▸ What to work on: Copy each of the entries below faithfully, setting aside any pictures.

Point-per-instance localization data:

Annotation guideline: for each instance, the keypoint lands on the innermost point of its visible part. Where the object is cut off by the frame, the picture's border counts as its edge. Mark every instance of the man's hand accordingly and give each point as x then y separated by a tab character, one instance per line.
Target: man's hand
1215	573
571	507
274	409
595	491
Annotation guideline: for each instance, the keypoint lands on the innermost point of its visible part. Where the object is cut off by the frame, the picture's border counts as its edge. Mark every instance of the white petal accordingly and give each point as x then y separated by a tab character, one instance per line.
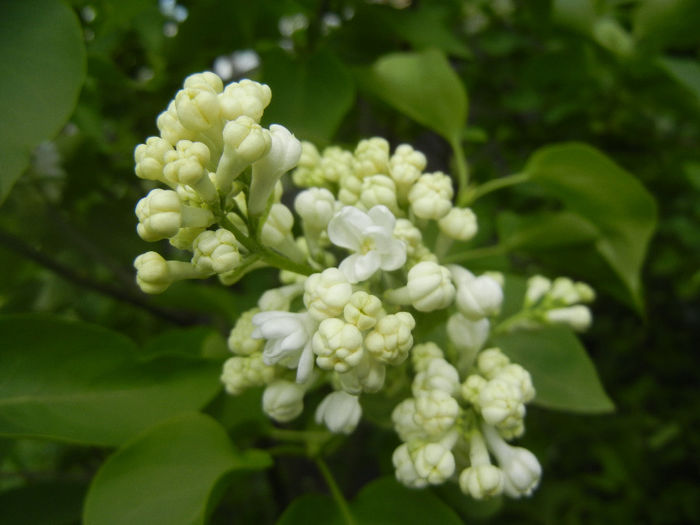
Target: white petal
394	257
306	364
382	216
345	228
365	265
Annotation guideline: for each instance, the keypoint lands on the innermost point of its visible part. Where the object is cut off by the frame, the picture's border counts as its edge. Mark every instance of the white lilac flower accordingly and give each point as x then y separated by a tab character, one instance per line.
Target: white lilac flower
240	340
481	479
577	317
283	155
477	297
283	400
467	336
340	412
428	288
370	236
288	340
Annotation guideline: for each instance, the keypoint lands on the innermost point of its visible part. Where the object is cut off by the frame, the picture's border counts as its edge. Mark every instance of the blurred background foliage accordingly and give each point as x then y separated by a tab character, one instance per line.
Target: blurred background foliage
621	75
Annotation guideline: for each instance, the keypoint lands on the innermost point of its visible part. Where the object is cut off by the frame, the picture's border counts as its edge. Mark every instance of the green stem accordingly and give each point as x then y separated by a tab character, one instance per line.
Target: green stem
506	325
335	491
477	253
299	435
462	169
493	185
266	255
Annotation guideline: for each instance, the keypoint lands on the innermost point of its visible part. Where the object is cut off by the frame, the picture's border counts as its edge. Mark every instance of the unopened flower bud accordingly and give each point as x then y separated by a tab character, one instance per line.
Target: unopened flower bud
477	297
471	388
245	98
520	466
283	400
467	336
150	158
459	224
216	251
206	80
537	288
277	228
240	340
154	274
438	375
371	157
316	207
283	155
337	345
197	108
578	317
378	190
431	196
422	355
244	143
240	373
327	293
482	481
391	339
491	361
436	412
161	214
363	310
340	412
429	288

▸ Finished exercise:
Annotation guideline: for each instance, the keypoint lands on the innermost point of its visible part. Where the object is cut off by the frame, the picture's border counts as its edge. Mark every instance of the man's hand accordingly and give each point as x then y separated by a tab character, one instance per line.
Target: man's hand
1215	573
571	507
274	409
595	491
Annotation guideline: for each instance, the keypoint lands on the innermost point of its visible part. Where the object is cut off by the frame, the picture's border counts as its edge. Mark every instance of the white petal accordingly and give each point as x then y separated by a tab character, one instance per line.
Target: white petal
394	257
306	364
382	216
345	228
365	265
Annotation guideline: for each instance, the keypoint lands on the innermost point of its visible part. Where the object is cut off by the frame, the picture's border counts as its edge. Mark every instance of the white lilac flower accordingly and give each point as x then y separated by a tab character, one instance per line.
Target: white lilac flower
240	340
481	479
577	317
283	155
477	297
283	400
467	336
340	412
428	288
370	236
288	340
Annotation guideline: for each instance, the keypoint lands on the innermost point of its visible part. Where the object is cut off by the frame, the picture's border counts as its edge. Mark every instance of the blurred background foliage accordingly and give each point as x then y separated by a tab character, one instance per line.
Target: blurred background foliage
621	75
Annotation guideline: for each instance, the keypoint lands on the innermost point of its visible part. Where the object is cut off by the frame, the picture's border counts as its edge. Mark every instance of the green stem accordingly and give each point as x then y separated by a tab character, one instance per line.
Target: green stem
506	325
335	491
477	253
299	435
462	169
493	185
266	255
Annotation guideline: for each instance, the keypoint lands on the innermost point of its visible part. Where the object is cut off by the frame, the picture's border counts as its edge. Mark every instance of the unopened flower bud accordingly and give each point as x then y separated by a tab character, one instance per line.
Target: unopened flower bud
477	297
471	388
245	98
520	466
283	400
467	336
150	158
459	224
216	251
206	80
537	288
277	228
240	340
154	274
438	375
371	157
316	207
283	155
337	345
197	108
578	317
378	190
431	196
422	355
244	143
240	373
327	293
482	481
391	339
491	361
436	412
161	214
363	310
340	412
429	288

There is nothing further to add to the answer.